# Problem description:
Copy out the Love Aaj Kal review word for word, between "As the songs" and "No, really.", inclusive.

++++ Passage to read

But then there are the baffling, ever-more-convoluted constructs of Hindi & English that try to pass off as hip dialogue. There’s the dawning fear that not only did the filmmakers put in shoulder-poking as foreplay, they actually did so without irony. We are expected to think that this is a mature, adult relationship these two are having. If that’s the case, I’m running back to primary school.

As the songs pile up, the blonde gori girlfriends get shafted and take it silently (really, has a white character ever been treated with any dignity in a Bollywood film?), and Rahul Khanna does that Rahul Khanna thing he does, the film decides — Hey wait! — that it’s still got something to say about the expat work situation. So, we get to sit through a song montage in which Jai finally gets a real job, and it ruins his life. Or maybe it was all that late night X-Box — it wasn’t very clear. Then somebody bites his hand for a picture.

No, really.

Oddly enough, it is precisely for this train-wreck of a sequence, tacked on for no reason other than to have one more Jai monologue where a woman nods while smiling vacuously, that you should go watch this film. Don’t miss the shot where he stands in front of the Golden Gate bridge in a shiny Italian suit and sings about his triumphant employment. It’s a crane shot. Oh yes.

Imtiaz Ali was, until this film, one of my favourite filmmakers in Bollywood. He was the man who showed us that wit, character and zest could still exist within the straitjacket that is the Hindi romantic film. But as budgets have increased and he has seemingly more toys and talent to play with, his films are getting worse. I know I’m in the minority on this one. I know that there is every likelihood that you will go to see this and you will love this film, but I just can’t. Not from the man who made Socha Na Tha.

“La la la la la la la la times are here!” the subtitles say during one song, and if that sort of thing makes sense to you, then perhaps you will derive more entertainment from Love Aaj Kal than I did.

++++++++
++++ Supplied records

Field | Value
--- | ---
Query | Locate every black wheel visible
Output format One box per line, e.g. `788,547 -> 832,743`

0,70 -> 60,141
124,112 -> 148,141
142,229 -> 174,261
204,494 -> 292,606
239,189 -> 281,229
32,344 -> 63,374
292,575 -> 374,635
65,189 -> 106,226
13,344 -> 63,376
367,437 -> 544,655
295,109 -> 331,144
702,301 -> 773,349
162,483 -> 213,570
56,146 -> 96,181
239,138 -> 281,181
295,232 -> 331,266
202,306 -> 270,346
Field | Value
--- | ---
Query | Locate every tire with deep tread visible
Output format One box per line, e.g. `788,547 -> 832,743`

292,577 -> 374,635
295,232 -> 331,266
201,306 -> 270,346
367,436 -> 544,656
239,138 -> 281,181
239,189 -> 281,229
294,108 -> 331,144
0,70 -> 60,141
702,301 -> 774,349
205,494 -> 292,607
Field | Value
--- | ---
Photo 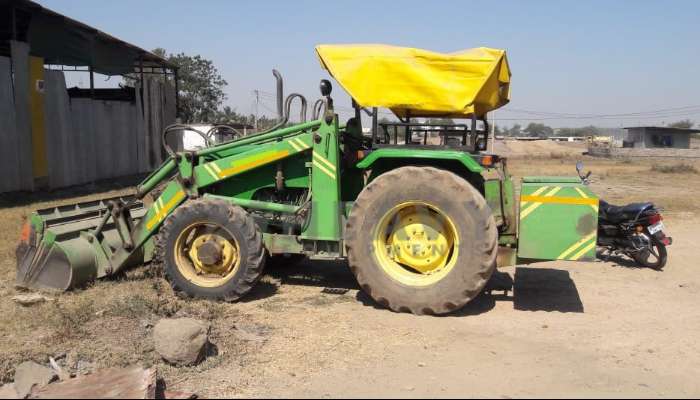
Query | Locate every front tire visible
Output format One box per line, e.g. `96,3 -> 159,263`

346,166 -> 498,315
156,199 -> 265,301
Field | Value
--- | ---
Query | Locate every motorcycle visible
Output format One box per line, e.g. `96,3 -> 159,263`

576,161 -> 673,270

++++++++

# The solution:
As the songs pile up, the blonde gori girlfriends get shafted and take it silently (really, has a white character ever been treated with any dignity in a Bollywood film?), and Rahul Khanna does that Rahul Khanna thing he does, the film decides — Hey wait! — that it’s still got something to say about the expat work situation. So, we get to sit through a song montage in which Jai finally gets a real job, and it ruins his life. Or maybe it was all that late night X-Box — it wasn’t very clear. Then somebody bites his hand for a picture.

No, really.